» **Blok Teks**:
»»

Mangga Dua Mall, salah satu pusat perbelanjaan elektronik terbesar di Indonesia, jadi tempat tepat untuk mengecek kabar ini. Dari penelusuran singkat pada Februari 2018, sedikit sekali kartu grafis yang tersedia. Bahkan seorang pemilik toko berujar, “Taruhan deh, Mas, keliling Mangga Dua juga enggak akan dapat. Mending pulang saja.”
Sekalipun ada, biasanya toko-toko di Mangga Dua hanya punya satu unit sisa dengan harga selangit. Dari pengakuan sejumlah pemilik toko di sana, model GeForce GTX 1060 dan 1070 keluaran Nvidia sebagai yang paling dicari. Model Radeon RX 570 dari AMD juga termasuk model yang laris diburu oleh para penambang mata uang kripto.
Selain kartu grafis, power supply dan motherboard adalah komponen komputer yang mengalami kenaikan harga. Dua komponen ini termasuk yang paling sering diganti karena proses penambangan yang cepat membuat aus.
Peningkatan harga juga terjadi di mesin ASIC Miner. Seorang penambang bernama Lawrence Samantha (31) melihat kenaikan di ASIC Miner lebih gila. Sebelum harga Bitcoin meroket, harga satu unit ASIC Miner masih di kisaran US$2.000 atau Rp27,3 juta jika dikonversi dengan kurs sekarang. Namun saat ini satu unit mesin tersebut sudah menembus Rp80 juta. Jika menengok situs jual-beli seperti Tokopedia, mudah menemukan yang lebih mahal lagi.

Ganjaran Para Penambang

Bila dibandingkan dengan perdagangan mata uang kripto yang bisa dilakukan dengan nominal kecil, aman untuk disimpulkan bahwa menambang mata uang kripto perlu modal jauh lebih besar. Cukup mendengar harga peralatan tambang, orang awam yang berminat bisa gentar dibuatnya.
Faldi ingat betul pertama kali ia memutuskan menambang kripto. Didorong rasa penasaran pada Februari 2017 silam, ia menyulap komputer rumahnya untuk menjalankan program tambang kripto. Rasa penasarannya berbuah untuk pertama kali ketia ia menerima hadiah sebesar US$3 per hari. Tertarik akan prospeknya, Faldi menambah kartu grafis secara bertahap.
Saat ini Faldi memiliki 14 kartu grafis dan 2 ASIC Miner merek Baikal. Sudah sekitar Rp200 juta yang ia habiskan untuk belanja peralatan dan perlengkapan penunjang. Meski modal yang ia keluarkan besar, Faldi merasa hadiah yang ia terima sepadan. Selain membiayai persalinan anak, pendapatan dari menambang mata uang kripto membantunya mencicil rumah dan menambah tabungan.
“Awalnya keluarga tanya, ‘ngapain sih beli alat-alat melulu?’ Ketika tahu pendapatannya yang lumayan besar, langsung boleh,” ujar Faldi.

««

» **Cuplikan Data**:
»»

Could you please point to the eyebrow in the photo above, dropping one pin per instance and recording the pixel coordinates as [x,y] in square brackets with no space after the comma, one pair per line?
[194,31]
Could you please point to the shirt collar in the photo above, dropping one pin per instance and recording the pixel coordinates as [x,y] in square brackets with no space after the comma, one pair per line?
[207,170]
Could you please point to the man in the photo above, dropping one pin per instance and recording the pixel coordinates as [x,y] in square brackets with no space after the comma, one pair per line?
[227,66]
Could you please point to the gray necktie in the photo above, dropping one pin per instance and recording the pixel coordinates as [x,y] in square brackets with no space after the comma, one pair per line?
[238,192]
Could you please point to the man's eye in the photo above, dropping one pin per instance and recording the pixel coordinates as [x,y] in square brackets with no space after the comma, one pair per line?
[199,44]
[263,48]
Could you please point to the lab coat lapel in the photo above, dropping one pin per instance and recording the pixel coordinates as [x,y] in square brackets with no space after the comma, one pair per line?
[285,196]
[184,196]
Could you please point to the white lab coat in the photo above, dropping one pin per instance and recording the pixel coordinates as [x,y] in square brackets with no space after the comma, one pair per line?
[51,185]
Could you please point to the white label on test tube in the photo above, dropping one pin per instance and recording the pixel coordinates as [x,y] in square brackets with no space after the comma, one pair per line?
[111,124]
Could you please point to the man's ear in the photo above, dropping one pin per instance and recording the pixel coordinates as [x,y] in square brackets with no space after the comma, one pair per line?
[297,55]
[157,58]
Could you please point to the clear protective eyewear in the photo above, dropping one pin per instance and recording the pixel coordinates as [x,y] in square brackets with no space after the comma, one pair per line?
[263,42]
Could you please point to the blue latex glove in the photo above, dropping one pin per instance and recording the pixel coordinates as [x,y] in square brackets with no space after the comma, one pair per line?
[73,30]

««

» **Soal Latihan**:
Tolong tulis ulang bentangan teks tentang penambangan kripto dari "Faldi ingat betul" sampai "grafis secara bertahap.", dan tukar "komputer rumahnya" dengan "komputer pribadinya". Catatan di atas merupakan bahan tersendiri yang terpisah dari teks.

» **Jawaban Akhir**:
Faldi ingat betul pertama kali ia memutuskan menambang kripto. Didorong rasa penasaran pada Februari 2017 silam, ia menyulap komputer pribadinya untuk menjalankan program tambang kripto. Rasa penasarannya berbuah untuk pertama kali ketia ia menerima hadiah sebesar US$3 per hari. Tertarik akan prospeknya, Faldi menambah kartu grafis secara bertahap.